### Task requirements
Would you please return the lines of the entries below starting at the line that has "Task: Where can the red leaf" and ending at the line that has "Target: park bench", both included, exactly as they are?
┌─ Data
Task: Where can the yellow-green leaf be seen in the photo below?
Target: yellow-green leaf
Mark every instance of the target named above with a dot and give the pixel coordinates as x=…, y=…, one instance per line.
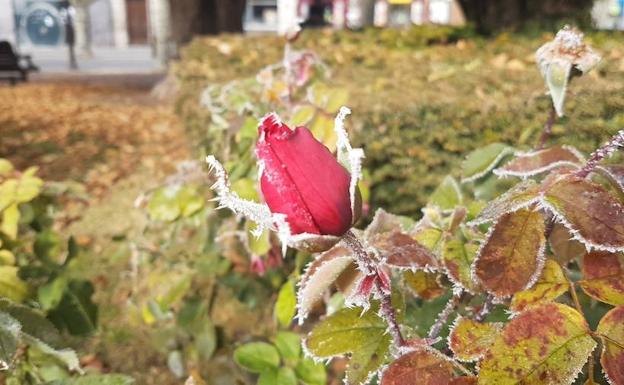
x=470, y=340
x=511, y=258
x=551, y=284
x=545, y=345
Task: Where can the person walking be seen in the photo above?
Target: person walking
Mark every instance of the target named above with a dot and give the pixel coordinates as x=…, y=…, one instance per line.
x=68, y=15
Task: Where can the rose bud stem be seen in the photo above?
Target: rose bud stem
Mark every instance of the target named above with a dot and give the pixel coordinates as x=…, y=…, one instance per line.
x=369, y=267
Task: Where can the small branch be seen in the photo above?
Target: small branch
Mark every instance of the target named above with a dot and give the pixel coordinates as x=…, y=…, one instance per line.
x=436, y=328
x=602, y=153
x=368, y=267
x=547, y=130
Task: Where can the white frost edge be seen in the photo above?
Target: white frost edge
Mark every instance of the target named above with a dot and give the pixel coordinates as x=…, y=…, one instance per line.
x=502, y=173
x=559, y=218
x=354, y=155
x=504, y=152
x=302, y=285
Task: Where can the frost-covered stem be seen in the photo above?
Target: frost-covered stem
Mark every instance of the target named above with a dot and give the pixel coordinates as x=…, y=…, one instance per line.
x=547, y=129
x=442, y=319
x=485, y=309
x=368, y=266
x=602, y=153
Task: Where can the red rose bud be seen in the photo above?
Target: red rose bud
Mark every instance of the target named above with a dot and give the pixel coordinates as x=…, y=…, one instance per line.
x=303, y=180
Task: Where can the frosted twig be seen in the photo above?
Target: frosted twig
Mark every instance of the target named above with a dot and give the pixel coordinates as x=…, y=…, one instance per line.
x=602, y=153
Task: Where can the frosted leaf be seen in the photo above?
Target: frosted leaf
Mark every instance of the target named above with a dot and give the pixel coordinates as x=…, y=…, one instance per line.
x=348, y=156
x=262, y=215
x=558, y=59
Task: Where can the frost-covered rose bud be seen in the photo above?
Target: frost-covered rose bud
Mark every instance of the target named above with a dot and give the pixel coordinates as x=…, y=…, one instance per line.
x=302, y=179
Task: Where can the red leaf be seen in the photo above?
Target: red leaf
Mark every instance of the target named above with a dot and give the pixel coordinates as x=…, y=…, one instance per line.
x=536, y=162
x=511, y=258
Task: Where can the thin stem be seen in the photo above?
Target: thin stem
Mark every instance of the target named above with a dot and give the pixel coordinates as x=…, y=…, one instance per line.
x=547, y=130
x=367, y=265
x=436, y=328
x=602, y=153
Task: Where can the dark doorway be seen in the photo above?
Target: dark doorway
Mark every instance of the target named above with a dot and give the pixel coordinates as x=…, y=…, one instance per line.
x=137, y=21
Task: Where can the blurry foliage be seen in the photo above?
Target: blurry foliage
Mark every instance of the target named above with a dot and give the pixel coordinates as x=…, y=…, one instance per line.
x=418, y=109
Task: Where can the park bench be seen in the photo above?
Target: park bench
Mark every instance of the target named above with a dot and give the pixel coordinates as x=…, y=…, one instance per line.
└─
### Solved problem
Task: Where can the red leaf be seen in the photo above?
Target: red leaf
Mark every instance of the target named above with a dot and give the pixel coordinates as x=…, y=…, one instance per line.
x=536, y=162
x=511, y=258
Task: Where can the thin stem be seen in the photo above?
Target: thin stem
Mark every instance of the target named above with a dot and give the pixel coordinates as x=…, y=…, one instance per line.
x=547, y=130
x=367, y=265
x=436, y=328
x=602, y=153
Task: Where can the dark doorway be seen in the photo above?
Target: dark doorway
Mark every instance of the target named above with a dot and give the pixel coordinates as x=…, y=…, one instance per line.
x=137, y=21
Task: Where can the blurry foliage be seen in the photo above?
Target: blurry foliage
Mark every instance of the target named above with a dot and give the pixel coordinates as x=…, y=…, one instance per line.
x=418, y=109
Task: Where can the park bench be seen in the photo above?
Target: park bench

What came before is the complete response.